In the entries below, find the line containing "Objective: one point per instance of the woman in black". Copy it and all lines after it, exactly, through the end.

(Object pointing dataset rows)
[start]

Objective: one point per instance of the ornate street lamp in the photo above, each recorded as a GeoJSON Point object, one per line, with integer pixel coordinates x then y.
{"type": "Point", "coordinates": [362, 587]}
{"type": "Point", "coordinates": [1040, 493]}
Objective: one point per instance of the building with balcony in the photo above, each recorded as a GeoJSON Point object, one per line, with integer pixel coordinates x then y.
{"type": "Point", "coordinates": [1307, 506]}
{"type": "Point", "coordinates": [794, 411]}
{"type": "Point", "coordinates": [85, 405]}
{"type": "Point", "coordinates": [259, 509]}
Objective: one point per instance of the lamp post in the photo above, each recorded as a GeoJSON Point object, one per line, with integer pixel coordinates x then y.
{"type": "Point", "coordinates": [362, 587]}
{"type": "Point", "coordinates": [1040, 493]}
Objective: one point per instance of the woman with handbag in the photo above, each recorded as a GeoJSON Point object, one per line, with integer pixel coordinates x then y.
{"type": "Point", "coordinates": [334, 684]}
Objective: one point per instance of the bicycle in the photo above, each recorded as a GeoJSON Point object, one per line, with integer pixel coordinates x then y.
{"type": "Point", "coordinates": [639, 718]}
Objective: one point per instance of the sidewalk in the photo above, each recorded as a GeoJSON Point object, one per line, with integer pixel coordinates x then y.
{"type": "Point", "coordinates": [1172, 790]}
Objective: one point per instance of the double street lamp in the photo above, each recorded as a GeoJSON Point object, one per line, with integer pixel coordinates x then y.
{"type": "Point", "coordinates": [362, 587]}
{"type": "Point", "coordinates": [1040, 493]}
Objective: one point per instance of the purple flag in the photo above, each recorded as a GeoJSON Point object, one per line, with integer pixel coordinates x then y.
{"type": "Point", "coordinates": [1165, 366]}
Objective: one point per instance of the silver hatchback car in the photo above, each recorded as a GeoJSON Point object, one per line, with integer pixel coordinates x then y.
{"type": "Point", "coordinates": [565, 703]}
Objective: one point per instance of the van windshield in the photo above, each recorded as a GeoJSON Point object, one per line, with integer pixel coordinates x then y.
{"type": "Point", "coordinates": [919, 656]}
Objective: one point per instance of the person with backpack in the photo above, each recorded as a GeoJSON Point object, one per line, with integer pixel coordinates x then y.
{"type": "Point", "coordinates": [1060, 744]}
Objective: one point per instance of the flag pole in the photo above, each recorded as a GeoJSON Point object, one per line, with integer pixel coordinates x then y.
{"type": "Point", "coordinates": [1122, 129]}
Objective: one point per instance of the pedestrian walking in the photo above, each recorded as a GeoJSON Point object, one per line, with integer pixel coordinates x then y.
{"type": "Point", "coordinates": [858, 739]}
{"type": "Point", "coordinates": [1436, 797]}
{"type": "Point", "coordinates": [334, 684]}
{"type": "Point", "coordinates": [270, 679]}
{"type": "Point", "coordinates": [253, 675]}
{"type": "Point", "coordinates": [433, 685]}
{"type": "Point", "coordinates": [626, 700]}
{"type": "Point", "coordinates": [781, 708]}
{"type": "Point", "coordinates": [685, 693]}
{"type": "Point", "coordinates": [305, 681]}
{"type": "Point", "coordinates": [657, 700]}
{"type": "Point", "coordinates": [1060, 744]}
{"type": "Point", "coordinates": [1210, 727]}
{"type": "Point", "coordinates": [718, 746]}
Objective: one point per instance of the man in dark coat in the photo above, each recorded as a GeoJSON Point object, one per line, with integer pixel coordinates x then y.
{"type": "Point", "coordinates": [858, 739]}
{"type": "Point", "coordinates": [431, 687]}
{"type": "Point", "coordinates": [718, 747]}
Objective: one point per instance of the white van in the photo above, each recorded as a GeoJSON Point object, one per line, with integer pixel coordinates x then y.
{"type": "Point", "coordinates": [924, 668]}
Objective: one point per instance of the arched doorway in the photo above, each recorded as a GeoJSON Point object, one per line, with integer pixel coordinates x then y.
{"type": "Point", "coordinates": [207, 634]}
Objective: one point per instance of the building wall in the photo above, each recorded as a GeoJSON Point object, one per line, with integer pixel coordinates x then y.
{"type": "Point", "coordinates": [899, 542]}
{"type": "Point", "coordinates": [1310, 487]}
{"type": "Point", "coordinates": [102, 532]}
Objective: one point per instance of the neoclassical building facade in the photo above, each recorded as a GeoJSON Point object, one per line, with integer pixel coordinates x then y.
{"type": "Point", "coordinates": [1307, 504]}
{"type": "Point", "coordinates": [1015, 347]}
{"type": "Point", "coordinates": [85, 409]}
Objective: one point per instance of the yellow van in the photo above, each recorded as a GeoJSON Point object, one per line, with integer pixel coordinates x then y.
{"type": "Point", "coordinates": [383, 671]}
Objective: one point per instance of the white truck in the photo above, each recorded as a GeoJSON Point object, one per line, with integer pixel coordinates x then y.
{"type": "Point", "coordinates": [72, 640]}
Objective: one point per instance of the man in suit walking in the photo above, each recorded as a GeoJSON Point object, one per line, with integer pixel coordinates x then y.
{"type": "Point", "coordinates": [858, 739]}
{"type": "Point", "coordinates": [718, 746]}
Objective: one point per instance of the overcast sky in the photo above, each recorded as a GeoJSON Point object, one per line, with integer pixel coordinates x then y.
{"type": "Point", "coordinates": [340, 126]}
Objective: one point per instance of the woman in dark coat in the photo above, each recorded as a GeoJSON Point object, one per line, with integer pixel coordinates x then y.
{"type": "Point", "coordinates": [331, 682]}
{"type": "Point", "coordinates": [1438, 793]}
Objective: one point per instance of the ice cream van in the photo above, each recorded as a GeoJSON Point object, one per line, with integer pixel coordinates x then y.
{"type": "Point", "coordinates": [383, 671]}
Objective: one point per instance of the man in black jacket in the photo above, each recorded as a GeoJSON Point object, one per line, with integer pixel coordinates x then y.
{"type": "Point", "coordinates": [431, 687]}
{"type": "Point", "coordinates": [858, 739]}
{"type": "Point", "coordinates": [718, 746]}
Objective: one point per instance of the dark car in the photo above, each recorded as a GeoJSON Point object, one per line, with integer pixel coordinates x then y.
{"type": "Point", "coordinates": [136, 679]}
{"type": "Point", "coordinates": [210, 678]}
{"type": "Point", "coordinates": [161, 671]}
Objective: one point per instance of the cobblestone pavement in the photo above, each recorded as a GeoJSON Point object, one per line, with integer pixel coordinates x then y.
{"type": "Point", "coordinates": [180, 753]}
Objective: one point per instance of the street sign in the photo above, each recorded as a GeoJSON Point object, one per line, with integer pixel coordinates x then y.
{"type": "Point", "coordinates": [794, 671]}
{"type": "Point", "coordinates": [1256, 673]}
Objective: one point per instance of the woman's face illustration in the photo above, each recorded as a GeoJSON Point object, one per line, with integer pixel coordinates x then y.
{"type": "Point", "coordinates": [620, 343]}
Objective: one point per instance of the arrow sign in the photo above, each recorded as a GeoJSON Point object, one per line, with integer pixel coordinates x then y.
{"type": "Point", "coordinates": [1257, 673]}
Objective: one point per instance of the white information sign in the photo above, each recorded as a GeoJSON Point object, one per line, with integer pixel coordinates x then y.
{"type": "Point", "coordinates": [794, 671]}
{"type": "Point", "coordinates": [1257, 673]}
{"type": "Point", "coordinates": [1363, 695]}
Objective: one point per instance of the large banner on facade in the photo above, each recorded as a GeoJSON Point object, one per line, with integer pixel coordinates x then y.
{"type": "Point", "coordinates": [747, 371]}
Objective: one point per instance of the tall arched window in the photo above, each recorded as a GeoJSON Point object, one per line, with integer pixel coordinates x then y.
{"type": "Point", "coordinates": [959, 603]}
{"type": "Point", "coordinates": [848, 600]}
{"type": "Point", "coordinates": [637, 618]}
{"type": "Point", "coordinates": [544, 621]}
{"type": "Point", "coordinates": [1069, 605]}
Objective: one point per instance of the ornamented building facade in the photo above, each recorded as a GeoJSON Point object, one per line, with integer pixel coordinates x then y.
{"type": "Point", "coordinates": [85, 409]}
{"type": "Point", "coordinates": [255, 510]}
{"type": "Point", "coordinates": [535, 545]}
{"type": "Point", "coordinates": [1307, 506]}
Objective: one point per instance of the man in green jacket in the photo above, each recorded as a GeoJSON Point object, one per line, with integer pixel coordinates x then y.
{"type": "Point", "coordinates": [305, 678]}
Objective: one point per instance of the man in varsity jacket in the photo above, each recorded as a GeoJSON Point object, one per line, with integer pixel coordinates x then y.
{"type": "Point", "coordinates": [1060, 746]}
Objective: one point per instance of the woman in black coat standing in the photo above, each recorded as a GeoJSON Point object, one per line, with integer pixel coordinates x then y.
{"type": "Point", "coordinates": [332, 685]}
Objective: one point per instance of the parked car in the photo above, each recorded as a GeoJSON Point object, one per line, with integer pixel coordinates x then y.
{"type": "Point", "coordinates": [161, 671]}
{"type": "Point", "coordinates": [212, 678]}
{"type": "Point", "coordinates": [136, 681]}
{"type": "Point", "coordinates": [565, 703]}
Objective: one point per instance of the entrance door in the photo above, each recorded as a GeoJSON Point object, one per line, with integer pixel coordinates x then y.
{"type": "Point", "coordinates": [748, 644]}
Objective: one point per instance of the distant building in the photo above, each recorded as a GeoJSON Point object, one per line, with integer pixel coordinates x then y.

[end]

* [CORRECT ANSWER]:
Objective: one point per instance of the woman in black coat standing in the photo above, each recorded as a GeoJSON Point object, one per line, with integer pixel coordinates x then y.
{"type": "Point", "coordinates": [332, 685]}
Objective: one point per instance of the parked car in the photo above, each recorded as a GeoJSON Point object, one per line, with integer pixel coordinates x then y.
{"type": "Point", "coordinates": [161, 671]}
{"type": "Point", "coordinates": [212, 678]}
{"type": "Point", "coordinates": [136, 681]}
{"type": "Point", "coordinates": [565, 703]}
Objective: one point per instance of the entrance door in the photo above, each recorded as a GeoJSON Point object, one per line, with integer pixel coordinates x then y.
{"type": "Point", "coordinates": [748, 644]}
Objective: one point per instance of the distant building in the photo above, each recorded as a GeoJSON Point object, one per line, with integer pixel coordinates x then y.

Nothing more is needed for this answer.